Mahathir: Talk with exiled South leaders
Published on Feb 01, 2007
- They could provide a breakthrough with militants, he says
Former Malaysian prime minister Mahathir Mohamad urged the Thai government to resume dialogue with exiled leaders from the Malay-speaking region in the country's deep South, saying any breakthrough could pave the way for the new generation of militants to follow them.
Speaking to Nation Channel's Thep-chai Yong over the weekend, Mahathir said it would be a mistake to sideline the long-standing groups, including the Patani United Liberation Organisation (Pulo), Barisan Revolusi Nasional (BRN), and the Barisan Islam Pembebasan Patani (BIPP).
"They told me they understand that they cannot expect independence - they cannot expect autonomy. But they want to see their part of Thailand given the same treatment as other parts of Thailand," Mahathir said.
"In other words, they want to see development, they want to see their people educated, they want to see their people employed, business being done in the South, like in other parts of Thailand, which seems to be progressing faster," he said.
Mahathir said the exiled leaders could help convince the new generation of militants on the ground as to "how far they can go, what they can get, and to accept that there are things they can change and things they cannot change".
However, "there will always young leaders and extreme leaders on the fringes" who refuse to sign up to these ideas, he warned.
Thai security officials believe the new generation of militants are organised into small cells throughout the South, but the nature of their relations with the long standing groups is still not clear to them.
Mahathir had helped facilitate a series of meetings between the old guard and senior Thai officials on the island of Langkawi from October 2005 to February 2006.
"I never thought this was going to be easy. But it is not entirely impossible to resolve this provided there is willingness on both sides to see the other side's viewpoint," Mahathir said, adding he would be willing to assist in future dialogue if asked, but stated he has no initiative in the pipeline at the moment.
Thai officials and exiled leaders said the Langkawi meetings were not formal negotiations but a confidence-building measure to identify common ground for the two sides. A set of recommendations for future talks was given to the Bangkok government in February 2006 - but Thaksin had shelved it.

──────────

■ Work request 1 ■
In the article on Mahathir and the exiled southern leaders, where were the meetings he helped facilitate held?
■ Work request 2 ■
Please extend the article on Mahathir and the exiled southern leaders, picking up after its final sentence.

■ Available data ■
──────────

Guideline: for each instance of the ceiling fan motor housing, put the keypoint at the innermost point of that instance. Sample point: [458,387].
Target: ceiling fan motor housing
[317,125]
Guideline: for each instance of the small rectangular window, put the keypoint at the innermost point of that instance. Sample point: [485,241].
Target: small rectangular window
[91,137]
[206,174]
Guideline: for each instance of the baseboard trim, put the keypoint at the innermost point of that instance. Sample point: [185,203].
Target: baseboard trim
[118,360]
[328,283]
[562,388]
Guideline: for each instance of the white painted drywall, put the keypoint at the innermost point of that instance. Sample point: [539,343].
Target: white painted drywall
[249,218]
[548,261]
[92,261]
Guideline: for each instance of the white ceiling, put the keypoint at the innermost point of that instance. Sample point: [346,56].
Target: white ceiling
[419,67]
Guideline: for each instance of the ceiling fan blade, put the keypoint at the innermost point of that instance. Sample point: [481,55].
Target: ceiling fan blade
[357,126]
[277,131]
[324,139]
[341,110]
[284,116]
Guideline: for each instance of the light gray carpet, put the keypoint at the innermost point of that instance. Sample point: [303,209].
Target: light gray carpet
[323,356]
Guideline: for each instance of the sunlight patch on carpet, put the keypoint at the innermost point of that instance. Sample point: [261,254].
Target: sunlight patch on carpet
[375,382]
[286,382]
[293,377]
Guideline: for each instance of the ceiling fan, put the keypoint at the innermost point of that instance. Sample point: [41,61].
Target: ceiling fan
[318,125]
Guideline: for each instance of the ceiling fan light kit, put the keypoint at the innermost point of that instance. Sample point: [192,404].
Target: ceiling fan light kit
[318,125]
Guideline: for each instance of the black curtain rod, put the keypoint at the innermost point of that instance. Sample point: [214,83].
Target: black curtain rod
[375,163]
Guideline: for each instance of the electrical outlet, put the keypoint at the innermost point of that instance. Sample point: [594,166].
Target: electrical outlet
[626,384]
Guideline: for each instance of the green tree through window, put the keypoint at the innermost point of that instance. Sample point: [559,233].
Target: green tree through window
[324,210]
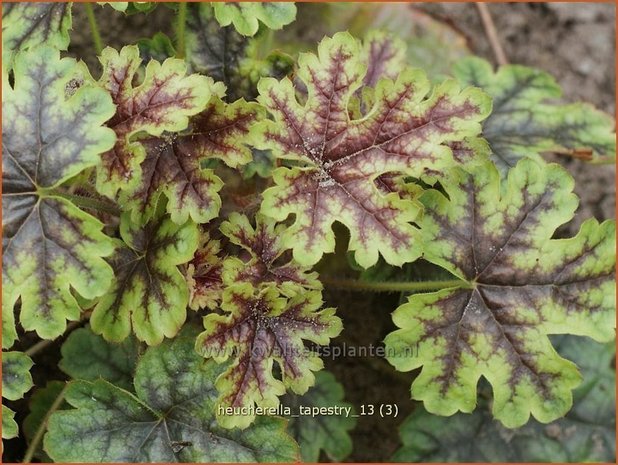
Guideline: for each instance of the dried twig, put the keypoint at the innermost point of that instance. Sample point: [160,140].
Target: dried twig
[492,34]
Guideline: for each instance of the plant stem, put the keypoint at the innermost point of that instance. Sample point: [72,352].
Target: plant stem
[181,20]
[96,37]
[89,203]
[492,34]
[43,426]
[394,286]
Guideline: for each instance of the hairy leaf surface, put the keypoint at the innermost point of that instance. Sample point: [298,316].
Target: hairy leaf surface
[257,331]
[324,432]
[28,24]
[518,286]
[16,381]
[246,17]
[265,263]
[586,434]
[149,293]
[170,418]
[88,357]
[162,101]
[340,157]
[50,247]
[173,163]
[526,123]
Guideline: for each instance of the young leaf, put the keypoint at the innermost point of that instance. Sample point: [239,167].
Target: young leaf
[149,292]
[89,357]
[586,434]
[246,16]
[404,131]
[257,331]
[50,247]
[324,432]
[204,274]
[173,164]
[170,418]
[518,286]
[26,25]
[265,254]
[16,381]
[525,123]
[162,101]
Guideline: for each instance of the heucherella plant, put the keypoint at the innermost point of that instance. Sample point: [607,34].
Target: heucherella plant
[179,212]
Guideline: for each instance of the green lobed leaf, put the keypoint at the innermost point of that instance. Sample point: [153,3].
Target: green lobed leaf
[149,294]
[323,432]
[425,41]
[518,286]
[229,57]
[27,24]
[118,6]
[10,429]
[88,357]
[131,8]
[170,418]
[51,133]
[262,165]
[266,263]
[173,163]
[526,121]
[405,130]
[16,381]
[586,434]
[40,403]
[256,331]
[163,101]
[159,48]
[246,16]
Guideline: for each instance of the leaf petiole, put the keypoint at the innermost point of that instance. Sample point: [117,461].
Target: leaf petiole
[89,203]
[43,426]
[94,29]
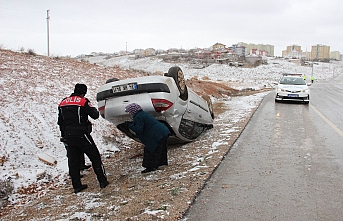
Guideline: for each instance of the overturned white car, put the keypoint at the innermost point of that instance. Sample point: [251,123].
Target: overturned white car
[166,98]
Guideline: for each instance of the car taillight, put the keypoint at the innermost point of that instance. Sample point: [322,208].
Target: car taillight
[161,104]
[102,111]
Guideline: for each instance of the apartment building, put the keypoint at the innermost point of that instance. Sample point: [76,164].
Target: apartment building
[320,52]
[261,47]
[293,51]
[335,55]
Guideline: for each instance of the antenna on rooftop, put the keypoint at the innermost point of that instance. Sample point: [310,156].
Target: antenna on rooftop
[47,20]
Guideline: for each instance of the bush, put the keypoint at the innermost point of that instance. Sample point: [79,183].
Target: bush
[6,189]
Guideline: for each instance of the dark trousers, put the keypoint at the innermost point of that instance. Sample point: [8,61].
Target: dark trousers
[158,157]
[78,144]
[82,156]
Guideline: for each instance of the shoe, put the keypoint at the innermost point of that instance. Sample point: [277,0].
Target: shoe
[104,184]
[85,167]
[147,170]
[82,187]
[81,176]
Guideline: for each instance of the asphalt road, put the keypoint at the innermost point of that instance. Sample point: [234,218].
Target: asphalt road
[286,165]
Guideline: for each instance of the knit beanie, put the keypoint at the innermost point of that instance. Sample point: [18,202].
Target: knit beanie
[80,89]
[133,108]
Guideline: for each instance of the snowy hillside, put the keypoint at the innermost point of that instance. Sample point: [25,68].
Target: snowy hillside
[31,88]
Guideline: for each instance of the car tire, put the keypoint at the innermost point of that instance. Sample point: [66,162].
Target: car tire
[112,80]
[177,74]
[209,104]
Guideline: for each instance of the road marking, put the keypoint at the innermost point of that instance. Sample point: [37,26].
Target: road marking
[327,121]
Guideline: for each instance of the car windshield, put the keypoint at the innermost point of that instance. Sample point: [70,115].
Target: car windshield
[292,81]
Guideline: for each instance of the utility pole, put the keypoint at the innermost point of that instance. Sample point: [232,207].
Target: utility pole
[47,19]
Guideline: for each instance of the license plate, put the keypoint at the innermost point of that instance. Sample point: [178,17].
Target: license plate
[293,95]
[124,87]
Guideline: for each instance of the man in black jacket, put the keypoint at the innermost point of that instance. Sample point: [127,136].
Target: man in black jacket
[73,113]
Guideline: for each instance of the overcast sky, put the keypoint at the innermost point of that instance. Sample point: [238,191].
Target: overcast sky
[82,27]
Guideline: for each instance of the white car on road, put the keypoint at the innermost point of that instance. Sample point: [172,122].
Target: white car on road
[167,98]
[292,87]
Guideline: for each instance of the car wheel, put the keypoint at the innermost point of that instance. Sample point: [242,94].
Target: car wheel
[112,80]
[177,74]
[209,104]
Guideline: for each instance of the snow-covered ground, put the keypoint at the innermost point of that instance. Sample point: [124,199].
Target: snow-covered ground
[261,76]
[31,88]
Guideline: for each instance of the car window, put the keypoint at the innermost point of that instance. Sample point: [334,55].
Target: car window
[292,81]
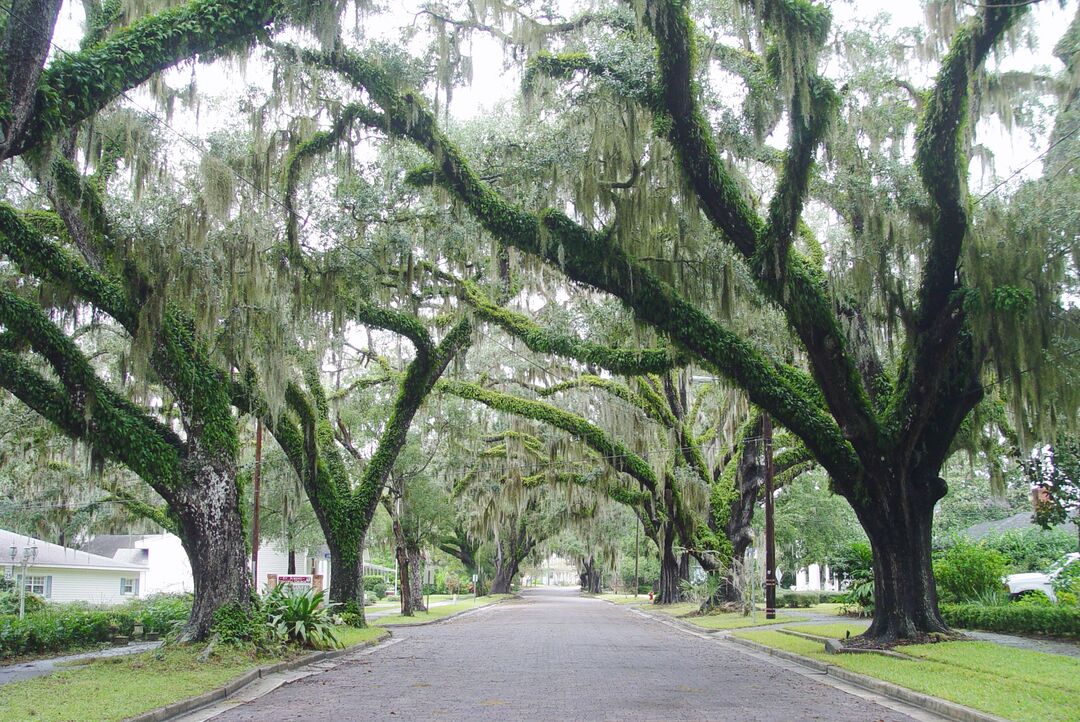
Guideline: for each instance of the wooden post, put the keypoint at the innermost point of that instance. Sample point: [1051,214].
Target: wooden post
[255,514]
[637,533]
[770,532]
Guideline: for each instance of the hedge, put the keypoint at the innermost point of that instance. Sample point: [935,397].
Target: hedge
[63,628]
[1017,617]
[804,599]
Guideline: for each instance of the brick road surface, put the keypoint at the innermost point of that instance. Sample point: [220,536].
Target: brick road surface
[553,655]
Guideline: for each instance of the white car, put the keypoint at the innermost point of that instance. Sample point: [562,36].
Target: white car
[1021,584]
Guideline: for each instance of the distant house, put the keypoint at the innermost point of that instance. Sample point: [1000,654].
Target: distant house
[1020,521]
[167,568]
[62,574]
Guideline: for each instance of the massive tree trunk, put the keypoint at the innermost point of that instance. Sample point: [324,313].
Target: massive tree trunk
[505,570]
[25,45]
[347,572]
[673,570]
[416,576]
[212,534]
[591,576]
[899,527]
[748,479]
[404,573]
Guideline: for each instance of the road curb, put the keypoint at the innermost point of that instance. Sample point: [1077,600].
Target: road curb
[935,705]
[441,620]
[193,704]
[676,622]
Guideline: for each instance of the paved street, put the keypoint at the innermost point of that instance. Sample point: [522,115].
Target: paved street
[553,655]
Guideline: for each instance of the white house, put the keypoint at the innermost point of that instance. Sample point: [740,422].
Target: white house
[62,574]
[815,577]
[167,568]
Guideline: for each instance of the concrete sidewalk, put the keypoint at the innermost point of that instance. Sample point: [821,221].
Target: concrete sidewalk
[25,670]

──────────

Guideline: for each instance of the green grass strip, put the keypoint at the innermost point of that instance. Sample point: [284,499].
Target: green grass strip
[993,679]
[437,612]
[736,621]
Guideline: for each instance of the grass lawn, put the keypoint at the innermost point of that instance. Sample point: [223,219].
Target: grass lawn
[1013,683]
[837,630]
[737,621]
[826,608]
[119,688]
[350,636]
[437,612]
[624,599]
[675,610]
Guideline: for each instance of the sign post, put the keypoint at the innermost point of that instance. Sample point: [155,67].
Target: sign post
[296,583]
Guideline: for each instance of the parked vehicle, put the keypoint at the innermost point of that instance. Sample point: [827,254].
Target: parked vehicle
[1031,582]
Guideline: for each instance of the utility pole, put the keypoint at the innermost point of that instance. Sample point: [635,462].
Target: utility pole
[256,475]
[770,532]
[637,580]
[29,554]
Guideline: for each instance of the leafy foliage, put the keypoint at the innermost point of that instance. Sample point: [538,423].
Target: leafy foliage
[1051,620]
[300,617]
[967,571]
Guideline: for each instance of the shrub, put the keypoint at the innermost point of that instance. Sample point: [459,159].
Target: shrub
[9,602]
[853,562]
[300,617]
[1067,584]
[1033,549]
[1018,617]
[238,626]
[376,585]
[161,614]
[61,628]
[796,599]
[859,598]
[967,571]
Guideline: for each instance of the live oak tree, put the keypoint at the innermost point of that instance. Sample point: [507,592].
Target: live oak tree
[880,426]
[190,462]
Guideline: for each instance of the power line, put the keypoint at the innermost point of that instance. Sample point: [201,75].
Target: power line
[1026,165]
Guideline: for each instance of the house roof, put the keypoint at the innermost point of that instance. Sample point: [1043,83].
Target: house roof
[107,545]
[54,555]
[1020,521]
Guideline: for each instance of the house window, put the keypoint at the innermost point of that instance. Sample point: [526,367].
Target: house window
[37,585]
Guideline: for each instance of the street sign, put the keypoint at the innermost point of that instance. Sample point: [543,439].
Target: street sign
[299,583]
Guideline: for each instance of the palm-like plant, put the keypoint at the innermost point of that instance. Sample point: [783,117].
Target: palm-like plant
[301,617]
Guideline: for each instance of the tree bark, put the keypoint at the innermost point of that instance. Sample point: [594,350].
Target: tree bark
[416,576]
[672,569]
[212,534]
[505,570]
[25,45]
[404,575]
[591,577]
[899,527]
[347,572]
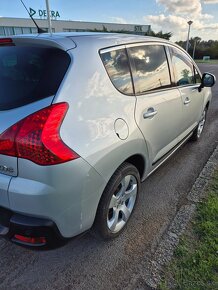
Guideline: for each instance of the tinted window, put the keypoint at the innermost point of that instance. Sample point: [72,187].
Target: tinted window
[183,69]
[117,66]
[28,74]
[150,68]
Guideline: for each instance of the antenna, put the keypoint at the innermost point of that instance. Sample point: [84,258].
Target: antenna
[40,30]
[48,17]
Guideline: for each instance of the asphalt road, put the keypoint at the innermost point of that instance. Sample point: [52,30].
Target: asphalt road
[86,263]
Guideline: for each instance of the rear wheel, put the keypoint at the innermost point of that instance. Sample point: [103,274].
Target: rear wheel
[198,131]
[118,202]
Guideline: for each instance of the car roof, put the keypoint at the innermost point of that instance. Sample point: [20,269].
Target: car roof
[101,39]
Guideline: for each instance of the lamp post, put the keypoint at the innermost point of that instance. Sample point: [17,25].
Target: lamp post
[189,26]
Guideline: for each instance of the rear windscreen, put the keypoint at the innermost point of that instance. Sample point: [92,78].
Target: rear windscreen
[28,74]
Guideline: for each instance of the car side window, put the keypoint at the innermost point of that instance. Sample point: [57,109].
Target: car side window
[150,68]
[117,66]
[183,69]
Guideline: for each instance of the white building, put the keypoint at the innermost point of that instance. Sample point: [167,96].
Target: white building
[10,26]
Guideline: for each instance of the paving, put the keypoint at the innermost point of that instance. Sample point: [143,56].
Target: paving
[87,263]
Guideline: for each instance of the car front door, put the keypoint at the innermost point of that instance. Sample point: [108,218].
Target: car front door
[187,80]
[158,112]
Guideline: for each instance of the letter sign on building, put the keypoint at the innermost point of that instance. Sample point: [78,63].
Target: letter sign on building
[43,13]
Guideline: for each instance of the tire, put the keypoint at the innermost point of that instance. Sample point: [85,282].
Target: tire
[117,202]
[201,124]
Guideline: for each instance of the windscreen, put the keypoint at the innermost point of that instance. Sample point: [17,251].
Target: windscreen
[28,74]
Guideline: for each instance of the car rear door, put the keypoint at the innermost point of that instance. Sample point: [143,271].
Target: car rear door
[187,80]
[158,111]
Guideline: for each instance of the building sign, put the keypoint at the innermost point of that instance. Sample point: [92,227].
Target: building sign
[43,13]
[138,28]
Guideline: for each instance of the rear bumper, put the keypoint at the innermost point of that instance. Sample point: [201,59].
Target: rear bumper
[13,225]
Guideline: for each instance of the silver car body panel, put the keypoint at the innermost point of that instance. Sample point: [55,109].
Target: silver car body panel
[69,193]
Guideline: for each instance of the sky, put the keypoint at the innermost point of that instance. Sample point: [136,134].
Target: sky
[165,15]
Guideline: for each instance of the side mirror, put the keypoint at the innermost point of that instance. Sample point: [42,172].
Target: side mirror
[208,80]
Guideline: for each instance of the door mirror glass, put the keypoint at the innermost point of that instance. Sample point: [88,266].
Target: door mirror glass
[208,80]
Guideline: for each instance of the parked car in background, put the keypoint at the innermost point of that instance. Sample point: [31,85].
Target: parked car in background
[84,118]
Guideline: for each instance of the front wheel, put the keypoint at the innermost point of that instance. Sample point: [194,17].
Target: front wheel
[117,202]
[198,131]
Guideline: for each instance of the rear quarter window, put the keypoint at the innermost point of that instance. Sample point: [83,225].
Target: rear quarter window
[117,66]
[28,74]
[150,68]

──────────

■ Task output 1 ■
On the island of Langkawi.

■ Task output 2 ■
But with a new government in place, officials in Bangkok said a new round of talks is being proposed, but this time around, Kuala Lumpur is expected to have a direct role in facilitating the discussion, officials said.
Mahathir said the Langkawi talks were conducted when Thaksin Shinawatra was in power and that the policy of the former Thai premier, who was ousted in a coup last September, may not have been the best for the South.
"Thaksin was a businessman. Business is about winning. You can't win that way in that kind of situation," Mahathir said.
Mahathir said Malaysia was not a staging ground for attacks in southern Thailand and said that ethnic Malays from southern Thailand are permitted to live in Malaysia.
"So long as they are not actively responsible for acts of terror in Thailand they are welcome to stay here."
He said the instability in southern Thailand was a concern for Malaysia because many people living along the common border are relatives.
He called Prime Minister Surayud Chulanont's apology for heavy-handed tactics by the previous Thai governments on the south, and specifically the death of nearly 80 unarmed demonstrators in Tak Bai district in late 2004, "a very good move".
"If only Thaksin [Shinawatra] had done this in the beginning, we could have avoided such bloodshed. It is such a simple thing to say… and it doesn't make you smaller in any way by saying sorry," Mahathir said.
The interview will be broadcast on "Siam This Morning" on TV5 at 6.15 am today and re-run on February 5 on World Beat with Suthichai Yoon (Cheep Pa Jon Lok) on Modern 9 at 10pm.